Instructions for the task. Rewrite every line, with nothing left out, starting with the line with "Target: oven control panel" and going on through the last line of the entries. Shift each x and y coordinate in the JSON point lists by adding 149 to it.

====

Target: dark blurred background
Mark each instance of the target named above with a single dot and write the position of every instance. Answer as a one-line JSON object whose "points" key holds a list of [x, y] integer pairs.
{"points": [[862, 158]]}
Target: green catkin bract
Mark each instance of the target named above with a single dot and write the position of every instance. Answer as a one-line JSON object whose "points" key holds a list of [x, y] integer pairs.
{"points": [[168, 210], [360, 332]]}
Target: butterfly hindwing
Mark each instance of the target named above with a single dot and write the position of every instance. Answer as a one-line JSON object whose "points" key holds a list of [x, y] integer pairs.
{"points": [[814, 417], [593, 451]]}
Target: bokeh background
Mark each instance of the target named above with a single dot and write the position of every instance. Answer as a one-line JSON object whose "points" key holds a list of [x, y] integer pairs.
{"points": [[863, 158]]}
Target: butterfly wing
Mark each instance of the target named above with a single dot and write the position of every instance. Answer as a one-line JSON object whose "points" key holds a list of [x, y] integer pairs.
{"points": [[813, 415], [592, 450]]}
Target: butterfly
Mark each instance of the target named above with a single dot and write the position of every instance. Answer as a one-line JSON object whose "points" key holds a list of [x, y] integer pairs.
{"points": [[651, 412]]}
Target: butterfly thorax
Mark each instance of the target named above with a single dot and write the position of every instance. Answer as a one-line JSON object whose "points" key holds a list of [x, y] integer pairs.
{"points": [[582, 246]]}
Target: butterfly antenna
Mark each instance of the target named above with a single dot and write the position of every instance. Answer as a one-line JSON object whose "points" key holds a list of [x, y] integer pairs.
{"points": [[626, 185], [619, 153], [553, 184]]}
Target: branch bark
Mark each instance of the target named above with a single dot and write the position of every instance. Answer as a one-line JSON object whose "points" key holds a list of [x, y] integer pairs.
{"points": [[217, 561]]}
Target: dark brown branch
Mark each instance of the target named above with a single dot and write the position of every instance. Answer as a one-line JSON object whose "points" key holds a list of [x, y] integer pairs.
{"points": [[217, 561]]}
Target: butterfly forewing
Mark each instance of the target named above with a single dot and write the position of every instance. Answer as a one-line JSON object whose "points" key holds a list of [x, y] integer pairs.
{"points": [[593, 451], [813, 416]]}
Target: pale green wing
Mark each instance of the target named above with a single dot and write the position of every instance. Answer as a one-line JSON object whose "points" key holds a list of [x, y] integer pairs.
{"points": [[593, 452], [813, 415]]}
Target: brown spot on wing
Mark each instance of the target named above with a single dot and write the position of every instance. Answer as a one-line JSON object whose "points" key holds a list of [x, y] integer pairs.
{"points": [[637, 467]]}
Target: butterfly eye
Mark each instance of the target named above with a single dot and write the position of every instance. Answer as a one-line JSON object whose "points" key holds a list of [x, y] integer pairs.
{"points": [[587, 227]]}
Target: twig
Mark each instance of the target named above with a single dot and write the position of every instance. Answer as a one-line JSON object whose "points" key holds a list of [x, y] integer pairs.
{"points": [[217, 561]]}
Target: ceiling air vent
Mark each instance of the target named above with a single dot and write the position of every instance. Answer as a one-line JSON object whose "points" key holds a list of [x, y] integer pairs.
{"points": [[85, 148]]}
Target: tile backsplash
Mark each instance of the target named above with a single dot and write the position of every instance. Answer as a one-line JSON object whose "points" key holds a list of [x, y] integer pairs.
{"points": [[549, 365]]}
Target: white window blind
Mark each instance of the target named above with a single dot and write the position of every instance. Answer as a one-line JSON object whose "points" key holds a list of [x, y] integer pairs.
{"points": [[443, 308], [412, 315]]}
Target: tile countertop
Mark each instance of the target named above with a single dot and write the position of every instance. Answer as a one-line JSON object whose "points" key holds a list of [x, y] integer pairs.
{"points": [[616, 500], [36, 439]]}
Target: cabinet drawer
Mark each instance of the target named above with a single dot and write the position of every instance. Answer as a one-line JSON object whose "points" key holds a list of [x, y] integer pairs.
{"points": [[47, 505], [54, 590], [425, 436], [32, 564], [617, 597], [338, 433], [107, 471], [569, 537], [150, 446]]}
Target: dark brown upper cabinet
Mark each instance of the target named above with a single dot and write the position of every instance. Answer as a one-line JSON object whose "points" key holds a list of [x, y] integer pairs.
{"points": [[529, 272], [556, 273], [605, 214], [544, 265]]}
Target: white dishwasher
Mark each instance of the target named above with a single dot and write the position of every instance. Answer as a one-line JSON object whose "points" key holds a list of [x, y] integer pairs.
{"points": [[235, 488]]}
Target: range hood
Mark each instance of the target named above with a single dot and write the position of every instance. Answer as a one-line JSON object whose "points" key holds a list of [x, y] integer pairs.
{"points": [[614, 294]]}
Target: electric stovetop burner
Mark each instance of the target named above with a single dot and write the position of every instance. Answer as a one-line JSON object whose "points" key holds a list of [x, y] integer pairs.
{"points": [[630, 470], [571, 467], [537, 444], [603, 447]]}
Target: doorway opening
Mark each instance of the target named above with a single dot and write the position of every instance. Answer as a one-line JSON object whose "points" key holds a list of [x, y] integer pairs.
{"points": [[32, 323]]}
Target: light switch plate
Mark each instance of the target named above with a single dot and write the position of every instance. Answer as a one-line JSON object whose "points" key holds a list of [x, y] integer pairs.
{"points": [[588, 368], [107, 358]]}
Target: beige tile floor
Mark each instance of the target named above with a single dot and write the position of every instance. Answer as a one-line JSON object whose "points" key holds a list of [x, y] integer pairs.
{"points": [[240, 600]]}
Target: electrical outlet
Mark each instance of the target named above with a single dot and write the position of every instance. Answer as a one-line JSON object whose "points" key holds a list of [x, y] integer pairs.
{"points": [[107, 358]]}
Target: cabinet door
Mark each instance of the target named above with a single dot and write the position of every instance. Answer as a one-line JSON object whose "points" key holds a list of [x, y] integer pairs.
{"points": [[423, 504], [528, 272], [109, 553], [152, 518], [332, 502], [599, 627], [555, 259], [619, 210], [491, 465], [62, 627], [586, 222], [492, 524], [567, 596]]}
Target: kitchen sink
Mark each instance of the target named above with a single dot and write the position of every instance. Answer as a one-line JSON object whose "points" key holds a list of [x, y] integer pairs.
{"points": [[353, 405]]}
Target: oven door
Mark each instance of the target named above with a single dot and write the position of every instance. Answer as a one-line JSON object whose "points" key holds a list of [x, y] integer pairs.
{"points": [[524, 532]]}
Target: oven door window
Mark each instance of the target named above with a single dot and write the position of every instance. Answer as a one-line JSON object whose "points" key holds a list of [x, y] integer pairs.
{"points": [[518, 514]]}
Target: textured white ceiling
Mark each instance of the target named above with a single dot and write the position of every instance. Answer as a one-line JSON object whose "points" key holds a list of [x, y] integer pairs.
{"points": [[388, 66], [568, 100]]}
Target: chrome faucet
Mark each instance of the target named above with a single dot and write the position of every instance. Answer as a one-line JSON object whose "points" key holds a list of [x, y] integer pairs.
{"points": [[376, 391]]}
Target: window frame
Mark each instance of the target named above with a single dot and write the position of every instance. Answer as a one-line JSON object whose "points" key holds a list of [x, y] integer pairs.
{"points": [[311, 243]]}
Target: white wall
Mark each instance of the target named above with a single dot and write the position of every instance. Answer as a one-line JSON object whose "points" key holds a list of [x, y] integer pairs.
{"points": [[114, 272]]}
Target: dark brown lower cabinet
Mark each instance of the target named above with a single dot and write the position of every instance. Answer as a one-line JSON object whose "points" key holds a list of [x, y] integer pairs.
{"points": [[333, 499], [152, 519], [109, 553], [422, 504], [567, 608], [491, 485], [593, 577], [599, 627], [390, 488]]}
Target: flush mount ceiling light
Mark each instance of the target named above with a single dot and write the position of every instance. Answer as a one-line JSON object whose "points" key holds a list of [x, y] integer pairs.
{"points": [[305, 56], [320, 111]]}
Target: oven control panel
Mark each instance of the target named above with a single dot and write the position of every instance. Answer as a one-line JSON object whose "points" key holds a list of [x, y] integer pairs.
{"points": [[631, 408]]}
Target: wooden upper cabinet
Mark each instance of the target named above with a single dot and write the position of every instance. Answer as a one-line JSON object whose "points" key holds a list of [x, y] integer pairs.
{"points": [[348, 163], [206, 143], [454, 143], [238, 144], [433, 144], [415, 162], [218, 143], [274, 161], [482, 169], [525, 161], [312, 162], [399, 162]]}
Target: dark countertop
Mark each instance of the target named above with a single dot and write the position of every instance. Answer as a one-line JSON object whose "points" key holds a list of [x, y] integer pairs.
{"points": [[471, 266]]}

====

In response.
Target: oven control panel
Mark each instance of the target named above with a single dot and write the position of every instance. Answer as a one-line JSON object whose "points" key holds a list of [x, y] integer pairs.
{"points": [[780, 557]]}
Target: wooden upper cabinet
Mark each instance of the target named above with a single dot and write the position of every instance. Answer as a one-line JSON object whose "points" key holds a list of [x, y] integer pairs.
{"points": [[497, 312], [355, 292], [603, 292], [387, 293], [582, 293], [564, 311], [367, 292], [423, 310], [631, 318], [674, 310], [461, 311], [548, 311]]}
Target: dark countertop
Mark each instance of the target named above with a single dot and write the position of every instance. Answer as a one-line JSON object whose "points" key holds a list of [x, y] integer pairs.
{"points": [[620, 415]]}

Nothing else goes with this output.